*Text extract*.

• • • •

-
Requirements
-
Clone Github repository and all the submodules & go into its root folder.
- Execute command
git clone --recurse-submodules https://github.com/kmdn/combining-linking-techniques && cd combining-linking-techniques
- In case git gives you "over data quota" issues, you may clone (non-LFS data) with - this will not download benchmark data sets:
GIT_LFS_SKIP_SMUDGE=1 git clone --recurse-submodules https://github.com/kmdn/combining-linking-techniques.git && cd combining-linking-techniques
-
Run front-end
-
Option 1: Run only simple front-end
docker-compose up
-
Option 2: Run front-end incl. following docker containers:
- linker recommendation. (Executed by default when no linker is chosen.)
- spacy mention detection. (Default when adding IP-based API.)
docker-compose -f ./docker-compose-all.yml up
-
-
Requirements
- Git
- Docker / docker-compose
- Maven
- An internet browser and open ports.
-
Clone Github repository & go into its root folder.
git clone --recurse-submodules https://github.com/kmdn/combining-linking-techniques && cd combining-linking-techniques
-
Build with Maven (Note: issues may arise depending on local mvn settings, hence we recommend the first step)
- Build clit_backend
cd clit_backend && mvn clean install -Dmaven.wagon.http.ssl.insecure=true -Dmaven.wagon.http.ssl.allowall=true -Dmaven.wagon.http.ssl.ignore.validity.dates=true && cd ..
- Build clit_frontend (relies on backend)
cd clit_frontend && mvn clean install && cd ..
-
Build & run docker container(s).
- Run only front-end docker container.
docker-compose -f ./docker-compose-build.yml up
- Run front-end incl. following docker containers. Note: Building Python dependencies may take a while.

• • • •

(Records from a data source)
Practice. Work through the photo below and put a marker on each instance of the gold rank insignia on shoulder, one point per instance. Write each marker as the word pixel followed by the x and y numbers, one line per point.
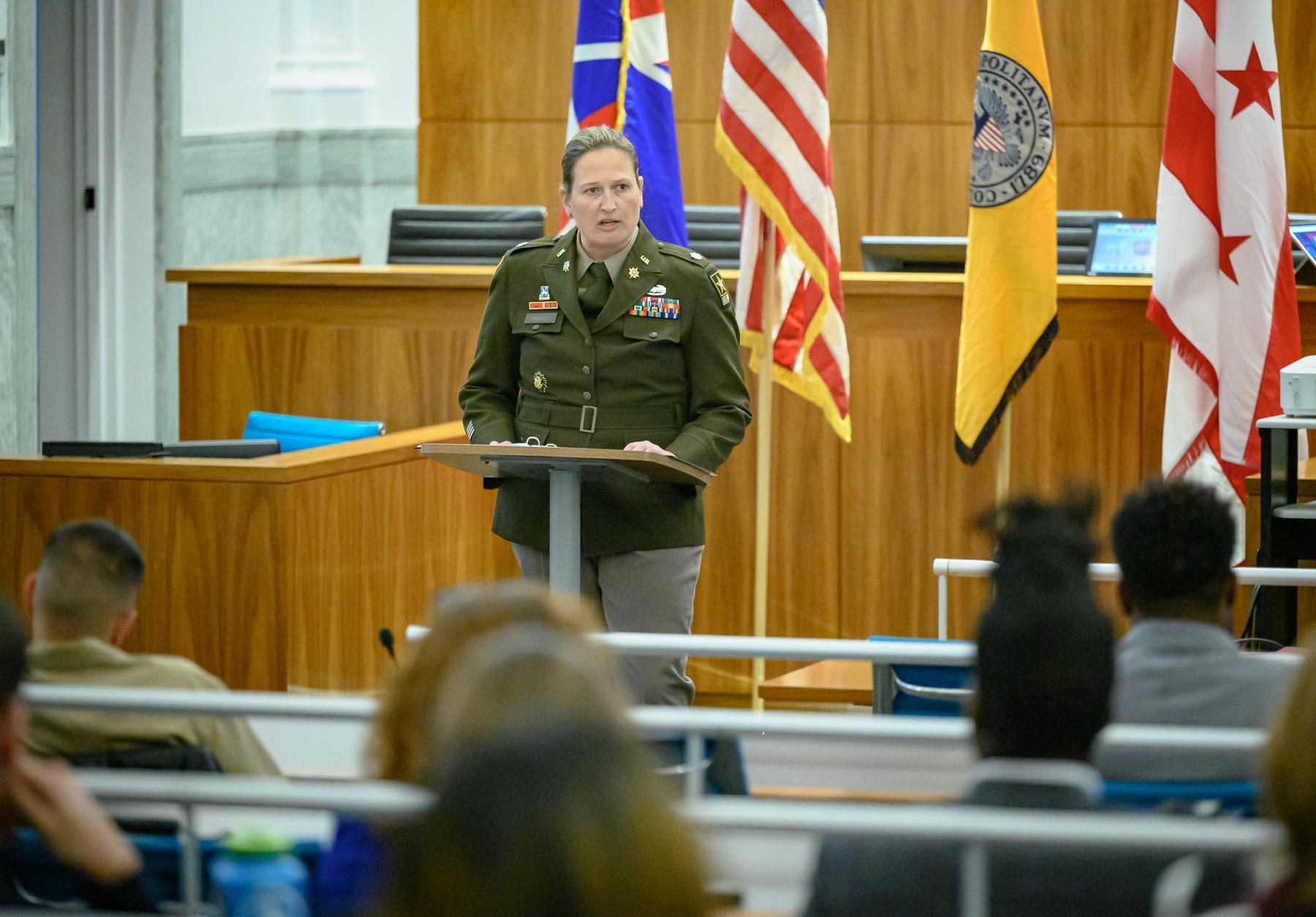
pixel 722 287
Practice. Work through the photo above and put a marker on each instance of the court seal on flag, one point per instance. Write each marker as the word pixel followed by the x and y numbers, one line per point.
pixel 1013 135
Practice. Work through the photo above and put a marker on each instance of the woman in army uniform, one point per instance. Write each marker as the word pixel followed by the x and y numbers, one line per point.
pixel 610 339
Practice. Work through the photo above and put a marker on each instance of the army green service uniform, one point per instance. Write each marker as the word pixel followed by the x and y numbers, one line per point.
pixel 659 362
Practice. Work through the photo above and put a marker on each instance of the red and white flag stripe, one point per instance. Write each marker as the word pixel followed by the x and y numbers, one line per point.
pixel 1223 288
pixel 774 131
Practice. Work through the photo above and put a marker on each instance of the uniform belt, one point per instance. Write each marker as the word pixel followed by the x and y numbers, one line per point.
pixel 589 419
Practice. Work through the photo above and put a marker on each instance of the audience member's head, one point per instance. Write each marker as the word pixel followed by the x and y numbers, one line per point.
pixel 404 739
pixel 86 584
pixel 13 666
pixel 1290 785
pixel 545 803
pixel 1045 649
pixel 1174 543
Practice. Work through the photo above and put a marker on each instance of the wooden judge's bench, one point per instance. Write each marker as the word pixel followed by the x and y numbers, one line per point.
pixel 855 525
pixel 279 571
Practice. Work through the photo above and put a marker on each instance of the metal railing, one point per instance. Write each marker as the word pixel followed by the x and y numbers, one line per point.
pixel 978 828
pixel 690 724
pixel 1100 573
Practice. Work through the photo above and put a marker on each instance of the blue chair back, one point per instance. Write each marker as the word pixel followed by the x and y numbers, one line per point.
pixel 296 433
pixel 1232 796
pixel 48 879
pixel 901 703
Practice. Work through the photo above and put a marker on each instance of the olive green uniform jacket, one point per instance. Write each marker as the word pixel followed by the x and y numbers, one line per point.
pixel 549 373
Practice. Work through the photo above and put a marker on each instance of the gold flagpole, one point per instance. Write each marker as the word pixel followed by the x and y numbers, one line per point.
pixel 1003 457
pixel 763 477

• • • •

*Exercise requirements*.
1 - In the setup instructions, which command runs only the simple front-end under Option 1?
2 - Reproduce verbatim the lines of the entries from the line containing "of the audience" to the line containing "pixel 279 571", including both of those lines.

*Responses to the exercise*.
1 - docker-compose up

2 -
Practice. Work through the photo above and put a marker on each instance of the audience member's head, one point per instance. Write each marker as the word pixel followed by the x and y numbers, one line per point.
pixel 404 739
pixel 86 584
pixel 13 666
pixel 1290 785
pixel 545 803
pixel 1045 649
pixel 1174 543
Practice. Work through the photo above and put a marker on each instance of the wooden judge's bench, one point per instance. Write each marker as the word pixel followed by the x and y numbers, one line per point.
pixel 855 525
pixel 279 571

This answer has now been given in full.